**Problem statement**
When you reach the line that contains "Target: dense vegetation" in the data below, start reproducing lines exactly, and stop after the line that contains "Target: tortoise leg".

**Source data**

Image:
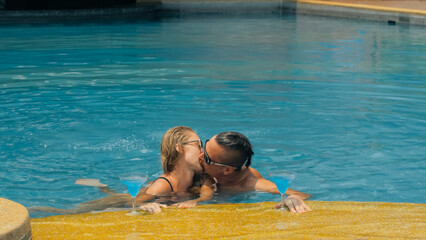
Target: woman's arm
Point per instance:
(157, 188)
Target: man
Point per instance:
(227, 157)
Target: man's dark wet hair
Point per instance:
(239, 142)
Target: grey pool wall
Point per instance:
(157, 8)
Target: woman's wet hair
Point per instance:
(172, 140)
(239, 142)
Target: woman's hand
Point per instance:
(152, 207)
(295, 204)
(186, 204)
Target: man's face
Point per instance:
(218, 155)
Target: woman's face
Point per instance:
(192, 150)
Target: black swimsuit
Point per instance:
(171, 187)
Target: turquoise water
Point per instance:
(342, 103)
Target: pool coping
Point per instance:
(14, 221)
(157, 8)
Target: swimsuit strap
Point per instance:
(171, 187)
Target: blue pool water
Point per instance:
(342, 103)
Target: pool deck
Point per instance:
(327, 220)
(390, 11)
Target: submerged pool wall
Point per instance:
(149, 8)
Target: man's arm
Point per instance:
(206, 193)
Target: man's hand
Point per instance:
(187, 204)
(152, 207)
(295, 204)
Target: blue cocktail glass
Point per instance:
(282, 178)
(134, 182)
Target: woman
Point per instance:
(180, 152)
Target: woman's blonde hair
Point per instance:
(172, 140)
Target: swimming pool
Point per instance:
(341, 102)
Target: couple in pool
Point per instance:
(191, 167)
(222, 163)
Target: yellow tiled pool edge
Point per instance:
(362, 6)
(328, 220)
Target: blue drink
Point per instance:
(282, 183)
(282, 179)
(133, 182)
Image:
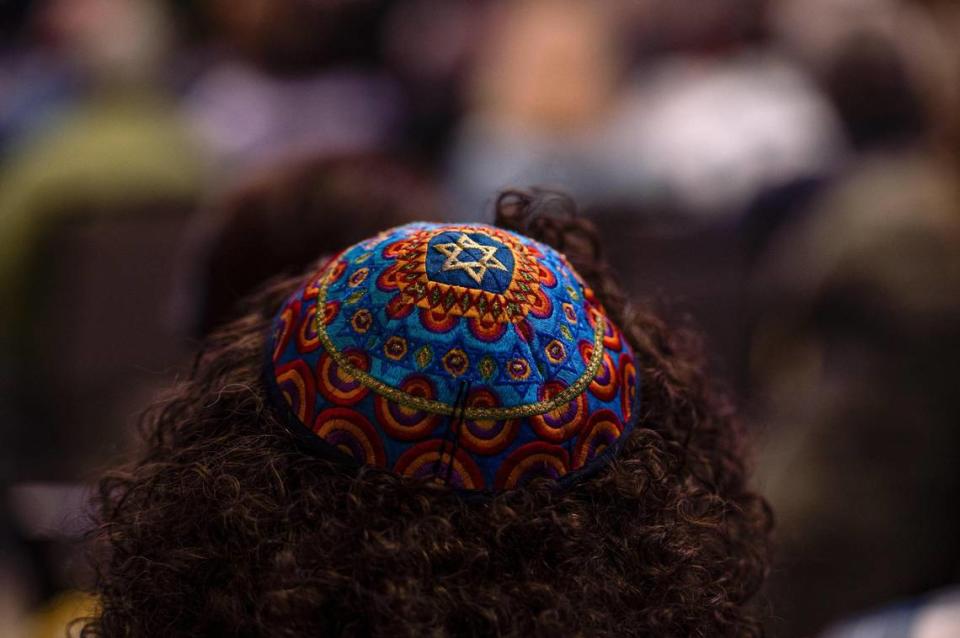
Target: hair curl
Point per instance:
(224, 526)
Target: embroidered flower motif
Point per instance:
(361, 321)
(424, 356)
(555, 352)
(358, 277)
(395, 348)
(487, 368)
(518, 369)
(456, 362)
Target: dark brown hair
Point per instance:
(224, 526)
(295, 211)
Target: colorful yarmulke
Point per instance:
(464, 353)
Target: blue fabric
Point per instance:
(467, 317)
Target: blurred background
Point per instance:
(781, 175)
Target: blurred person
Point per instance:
(541, 88)
(430, 46)
(855, 357)
(292, 78)
(118, 144)
(288, 214)
(856, 344)
(35, 83)
(714, 114)
(508, 463)
(935, 615)
(890, 66)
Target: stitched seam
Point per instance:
(437, 407)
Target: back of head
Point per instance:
(229, 525)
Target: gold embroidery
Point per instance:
(475, 269)
(438, 407)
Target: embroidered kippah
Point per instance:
(463, 353)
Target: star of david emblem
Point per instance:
(475, 269)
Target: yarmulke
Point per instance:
(463, 353)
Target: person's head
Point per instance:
(245, 516)
(290, 214)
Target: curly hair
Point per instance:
(225, 526)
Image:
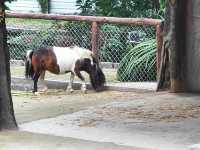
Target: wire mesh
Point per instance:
(116, 44)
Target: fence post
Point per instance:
(94, 39)
(159, 40)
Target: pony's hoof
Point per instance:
(70, 90)
(36, 93)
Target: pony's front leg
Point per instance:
(35, 80)
(44, 86)
(69, 87)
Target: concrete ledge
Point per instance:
(27, 85)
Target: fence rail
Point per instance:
(95, 33)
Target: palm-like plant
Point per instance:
(139, 64)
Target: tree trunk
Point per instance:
(171, 73)
(7, 118)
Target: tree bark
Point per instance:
(172, 71)
(7, 118)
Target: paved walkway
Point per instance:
(147, 120)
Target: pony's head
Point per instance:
(97, 77)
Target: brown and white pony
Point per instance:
(60, 60)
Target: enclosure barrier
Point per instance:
(98, 38)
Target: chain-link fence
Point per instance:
(127, 52)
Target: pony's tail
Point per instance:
(28, 65)
(97, 78)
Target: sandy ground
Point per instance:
(148, 120)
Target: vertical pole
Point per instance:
(159, 40)
(94, 39)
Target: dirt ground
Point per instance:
(137, 119)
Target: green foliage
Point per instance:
(139, 64)
(114, 45)
(44, 5)
(120, 8)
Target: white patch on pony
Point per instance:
(67, 57)
(194, 147)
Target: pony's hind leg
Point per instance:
(69, 87)
(83, 86)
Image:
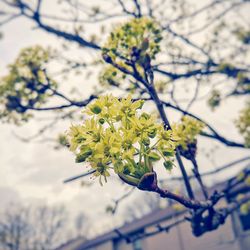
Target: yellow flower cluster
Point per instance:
(243, 124)
(26, 84)
(118, 135)
(140, 34)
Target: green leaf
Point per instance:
(168, 165)
(154, 156)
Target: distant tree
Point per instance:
(37, 227)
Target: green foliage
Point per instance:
(110, 76)
(118, 135)
(226, 67)
(140, 34)
(243, 124)
(243, 36)
(187, 130)
(26, 85)
(214, 99)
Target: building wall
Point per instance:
(229, 236)
(181, 238)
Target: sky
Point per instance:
(34, 172)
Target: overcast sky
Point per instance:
(33, 172)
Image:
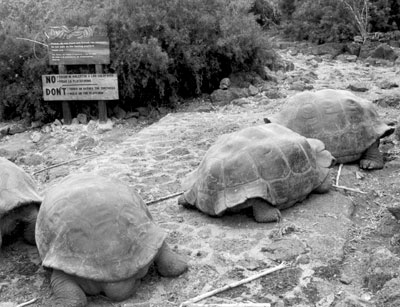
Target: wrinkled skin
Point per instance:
(70, 291)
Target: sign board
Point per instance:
(75, 51)
(80, 87)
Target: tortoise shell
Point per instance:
(347, 124)
(17, 188)
(96, 228)
(268, 161)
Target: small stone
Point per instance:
(82, 118)
(225, 84)
(132, 114)
(57, 123)
(344, 279)
(107, 126)
(36, 136)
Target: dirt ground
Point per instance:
(328, 241)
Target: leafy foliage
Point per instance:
(160, 49)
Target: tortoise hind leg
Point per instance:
(30, 224)
(372, 158)
(263, 211)
(170, 264)
(66, 291)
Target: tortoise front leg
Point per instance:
(372, 158)
(66, 291)
(169, 263)
(263, 211)
(30, 224)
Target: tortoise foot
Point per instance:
(372, 158)
(264, 212)
(169, 263)
(66, 292)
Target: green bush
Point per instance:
(160, 49)
(164, 49)
(267, 14)
(20, 81)
(318, 21)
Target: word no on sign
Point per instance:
(80, 87)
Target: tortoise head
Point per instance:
(324, 158)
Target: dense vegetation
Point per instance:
(166, 49)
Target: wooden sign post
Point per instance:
(78, 46)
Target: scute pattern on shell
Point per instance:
(346, 123)
(17, 188)
(268, 161)
(96, 228)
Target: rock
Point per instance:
(347, 58)
(17, 128)
(382, 266)
(84, 142)
(132, 121)
(270, 75)
(388, 101)
(75, 121)
(143, 111)
(91, 126)
(241, 101)
(82, 118)
(32, 159)
(163, 111)
(223, 97)
(57, 123)
(386, 84)
(36, 136)
(36, 124)
(119, 112)
(225, 84)
(107, 126)
(253, 90)
(132, 114)
(358, 87)
(389, 295)
(284, 249)
(384, 51)
(300, 86)
(4, 130)
(353, 48)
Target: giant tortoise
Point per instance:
(267, 167)
(98, 236)
(19, 202)
(348, 125)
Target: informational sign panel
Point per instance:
(74, 51)
(80, 87)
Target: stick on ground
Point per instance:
(338, 175)
(233, 285)
(27, 303)
(66, 162)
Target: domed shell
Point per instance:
(268, 161)
(344, 122)
(96, 228)
(17, 188)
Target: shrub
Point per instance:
(318, 21)
(162, 49)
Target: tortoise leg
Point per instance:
(119, 291)
(325, 185)
(30, 224)
(66, 291)
(372, 158)
(183, 202)
(169, 263)
(264, 212)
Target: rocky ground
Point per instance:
(341, 249)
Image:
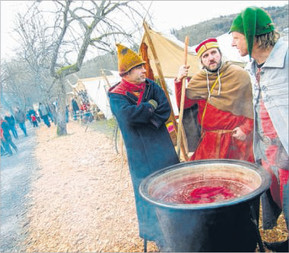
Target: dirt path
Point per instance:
(72, 194)
(82, 200)
(16, 172)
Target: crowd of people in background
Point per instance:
(12, 122)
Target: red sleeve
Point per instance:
(247, 126)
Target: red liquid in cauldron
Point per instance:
(206, 192)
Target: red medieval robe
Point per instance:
(228, 105)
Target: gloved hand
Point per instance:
(183, 72)
(153, 103)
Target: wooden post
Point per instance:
(163, 84)
(179, 140)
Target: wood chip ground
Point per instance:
(82, 198)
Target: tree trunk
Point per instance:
(61, 106)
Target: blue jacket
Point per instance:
(148, 144)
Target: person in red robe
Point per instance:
(222, 92)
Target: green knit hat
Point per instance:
(251, 22)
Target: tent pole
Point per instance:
(181, 112)
(163, 84)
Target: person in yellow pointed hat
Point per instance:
(254, 34)
(141, 109)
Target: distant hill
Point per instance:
(196, 33)
(218, 26)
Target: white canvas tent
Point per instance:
(170, 53)
(96, 88)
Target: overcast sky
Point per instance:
(166, 15)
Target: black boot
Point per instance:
(277, 246)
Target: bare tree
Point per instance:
(78, 25)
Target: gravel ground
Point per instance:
(16, 177)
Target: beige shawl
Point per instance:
(235, 89)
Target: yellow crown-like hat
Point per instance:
(127, 59)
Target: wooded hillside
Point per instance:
(218, 26)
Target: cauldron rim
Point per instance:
(265, 184)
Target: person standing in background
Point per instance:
(20, 119)
(12, 124)
(254, 34)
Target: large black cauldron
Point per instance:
(222, 225)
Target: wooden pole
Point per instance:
(163, 84)
(179, 139)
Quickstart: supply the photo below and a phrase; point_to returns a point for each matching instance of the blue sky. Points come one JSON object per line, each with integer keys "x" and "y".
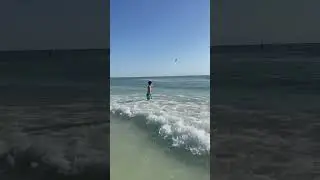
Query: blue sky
{"x": 147, "y": 36}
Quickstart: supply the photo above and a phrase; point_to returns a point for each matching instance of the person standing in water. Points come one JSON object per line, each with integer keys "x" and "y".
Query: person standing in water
{"x": 149, "y": 91}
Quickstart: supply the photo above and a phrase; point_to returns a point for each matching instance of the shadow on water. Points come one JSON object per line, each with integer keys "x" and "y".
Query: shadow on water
{"x": 181, "y": 153}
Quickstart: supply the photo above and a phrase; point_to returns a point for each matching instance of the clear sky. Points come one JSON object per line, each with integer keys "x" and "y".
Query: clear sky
{"x": 147, "y": 36}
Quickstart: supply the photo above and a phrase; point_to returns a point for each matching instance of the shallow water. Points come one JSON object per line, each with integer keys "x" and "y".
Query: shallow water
{"x": 167, "y": 137}
{"x": 133, "y": 152}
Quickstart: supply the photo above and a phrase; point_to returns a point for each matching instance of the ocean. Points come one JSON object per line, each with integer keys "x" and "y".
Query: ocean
{"x": 167, "y": 137}
{"x": 54, "y": 118}
{"x": 266, "y": 109}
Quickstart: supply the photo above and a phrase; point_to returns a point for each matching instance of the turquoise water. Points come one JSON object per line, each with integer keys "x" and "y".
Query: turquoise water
{"x": 171, "y": 131}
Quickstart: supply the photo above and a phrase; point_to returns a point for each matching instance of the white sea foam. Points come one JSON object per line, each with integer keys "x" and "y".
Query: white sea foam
{"x": 184, "y": 120}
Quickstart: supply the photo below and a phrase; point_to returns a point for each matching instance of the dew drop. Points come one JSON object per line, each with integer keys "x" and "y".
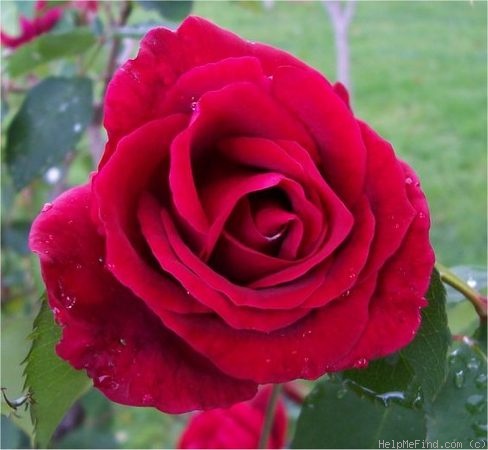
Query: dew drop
{"x": 389, "y": 396}
{"x": 475, "y": 403}
{"x": 481, "y": 381}
{"x": 341, "y": 393}
{"x": 53, "y": 175}
{"x": 46, "y": 207}
{"x": 471, "y": 282}
{"x": 361, "y": 363}
{"x": 473, "y": 364}
{"x": 69, "y": 302}
{"x": 459, "y": 379}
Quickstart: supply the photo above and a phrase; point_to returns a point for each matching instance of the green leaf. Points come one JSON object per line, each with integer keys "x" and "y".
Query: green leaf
{"x": 12, "y": 436}
{"x": 54, "y": 384}
{"x": 48, "y": 125}
{"x": 378, "y": 399}
{"x": 15, "y": 236}
{"x": 420, "y": 365}
{"x": 459, "y": 411}
{"x": 15, "y": 345}
{"x": 174, "y": 10}
{"x": 49, "y": 47}
{"x": 427, "y": 354}
{"x": 340, "y": 416}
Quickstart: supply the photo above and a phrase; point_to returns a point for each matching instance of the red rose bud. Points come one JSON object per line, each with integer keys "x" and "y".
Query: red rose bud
{"x": 243, "y": 228}
{"x": 239, "y": 426}
{"x": 43, "y": 22}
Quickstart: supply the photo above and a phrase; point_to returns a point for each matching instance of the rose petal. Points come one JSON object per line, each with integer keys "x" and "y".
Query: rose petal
{"x": 306, "y": 349}
{"x": 172, "y": 255}
{"x": 386, "y": 186}
{"x": 310, "y": 97}
{"x": 403, "y": 282}
{"x": 124, "y": 347}
{"x": 116, "y": 190}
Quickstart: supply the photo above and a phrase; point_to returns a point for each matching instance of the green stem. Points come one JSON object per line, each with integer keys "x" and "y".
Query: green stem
{"x": 476, "y": 299}
{"x": 269, "y": 417}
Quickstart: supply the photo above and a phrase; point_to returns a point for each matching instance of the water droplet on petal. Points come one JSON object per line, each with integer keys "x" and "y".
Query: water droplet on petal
{"x": 46, "y": 207}
{"x": 459, "y": 379}
{"x": 52, "y": 175}
{"x": 361, "y": 363}
{"x": 481, "y": 381}
{"x": 473, "y": 364}
{"x": 389, "y": 396}
{"x": 69, "y": 302}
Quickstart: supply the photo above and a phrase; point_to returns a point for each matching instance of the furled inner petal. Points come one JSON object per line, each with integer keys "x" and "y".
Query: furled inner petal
{"x": 173, "y": 256}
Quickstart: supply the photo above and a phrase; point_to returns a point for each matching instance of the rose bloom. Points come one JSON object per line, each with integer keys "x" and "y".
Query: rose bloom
{"x": 239, "y": 426}
{"x": 242, "y": 228}
{"x": 45, "y": 19}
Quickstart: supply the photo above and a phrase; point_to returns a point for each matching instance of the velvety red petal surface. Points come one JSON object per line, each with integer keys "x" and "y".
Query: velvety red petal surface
{"x": 306, "y": 349}
{"x": 131, "y": 356}
{"x": 237, "y": 427}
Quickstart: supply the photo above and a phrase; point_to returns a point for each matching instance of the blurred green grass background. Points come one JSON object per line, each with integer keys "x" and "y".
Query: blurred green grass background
{"x": 418, "y": 73}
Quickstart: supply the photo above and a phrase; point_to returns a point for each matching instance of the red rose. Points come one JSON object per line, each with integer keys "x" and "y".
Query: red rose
{"x": 243, "y": 228}
{"x": 45, "y": 19}
{"x": 239, "y": 426}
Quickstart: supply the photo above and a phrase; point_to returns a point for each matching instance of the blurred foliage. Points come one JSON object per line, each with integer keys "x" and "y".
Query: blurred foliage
{"x": 419, "y": 77}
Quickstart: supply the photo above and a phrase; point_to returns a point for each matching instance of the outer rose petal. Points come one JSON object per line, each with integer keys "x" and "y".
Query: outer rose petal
{"x": 311, "y": 98}
{"x": 395, "y": 307}
{"x": 132, "y": 358}
{"x": 239, "y": 426}
{"x": 306, "y": 349}
{"x": 141, "y": 84}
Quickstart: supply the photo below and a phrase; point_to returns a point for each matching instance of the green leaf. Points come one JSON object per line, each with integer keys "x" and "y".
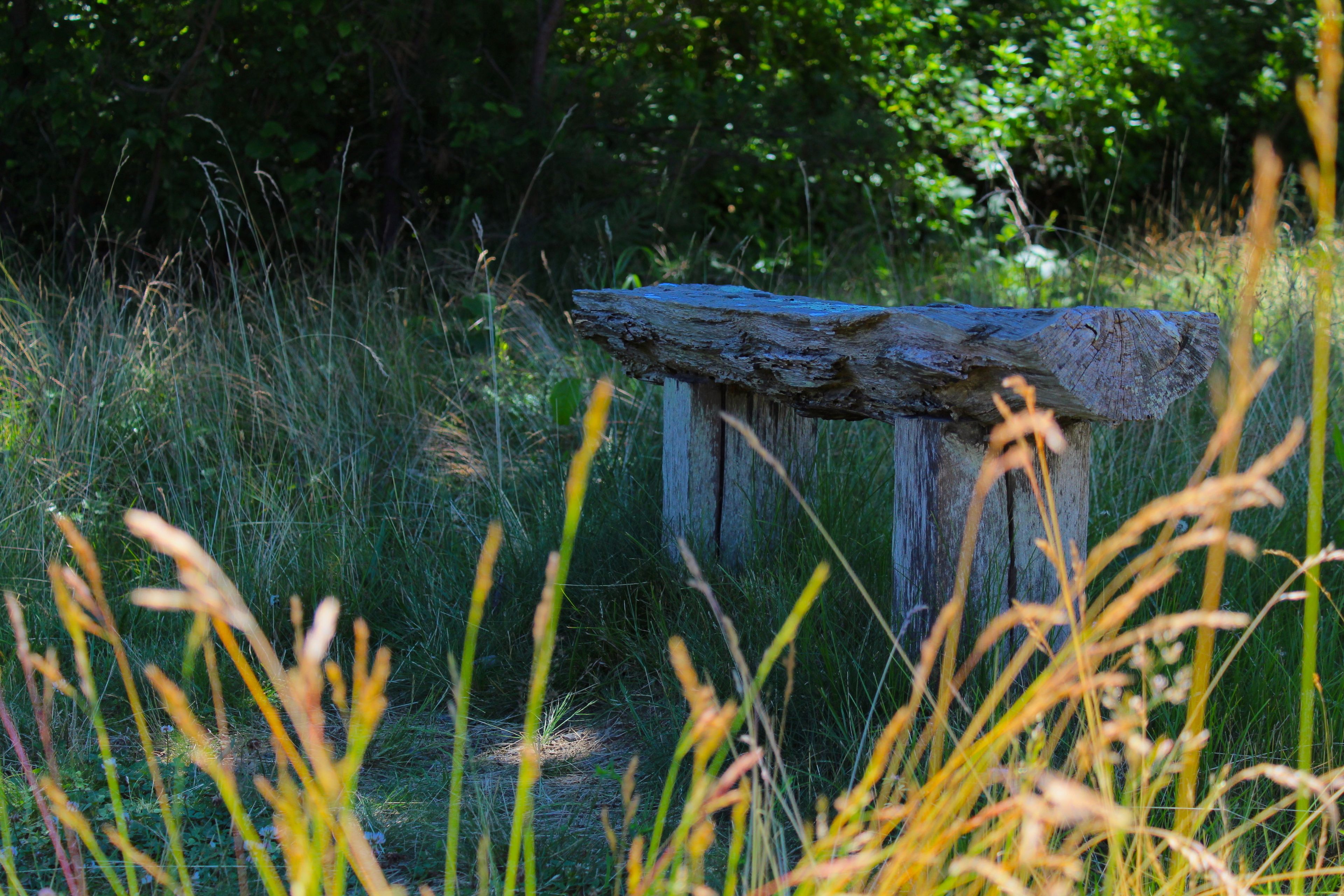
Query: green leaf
{"x": 565, "y": 399}
{"x": 303, "y": 151}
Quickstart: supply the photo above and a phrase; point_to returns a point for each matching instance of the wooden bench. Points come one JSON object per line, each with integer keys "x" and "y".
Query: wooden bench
{"x": 781, "y": 362}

**Written solution**
Target: dense vegetation
Point per instance:
(166, 49)
Target: wooden sign post
Point per instance:
(78, 46)
Target: scute pattern on shell
Point per instance:
(346, 123)
(17, 188)
(268, 161)
(96, 228)
Target: rock
Point per instance:
(347, 58)
(17, 128)
(382, 266)
(84, 142)
(132, 121)
(270, 75)
(388, 101)
(75, 121)
(143, 111)
(91, 126)
(241, 101)
(82, 118)
(32, 159)
(163, 111)
(223, 97)
(57, 123)
(386, 84)
(36, 136)
(36, 124)
(119, 112)
(225, 84)
(107, 126)
(253, 90)
(132, 114)
(358, 87)
(389, 295)
(284, 249)
(384, 51)
(300, 86)
(4, 130)
(353, 48)
Target: giant tortoise
Point per instance:
(267, 167)
(98, 236)
(19, 202)
(348, 125)
Target: informational sign panel
Point per instance:
(74, 51)
(80, 87)
Target: stick on ground
Point per instance:
(338, 175)
(233, 285)
(27, 303)
(66, 162)
Target: domed shell
Point per instance:
(268, 161)
(344, 122)
(96, 228)
(17, 188)
Target: shrub
Point per instance:
(318, 21)
(162, 49)
Target: tortoise leg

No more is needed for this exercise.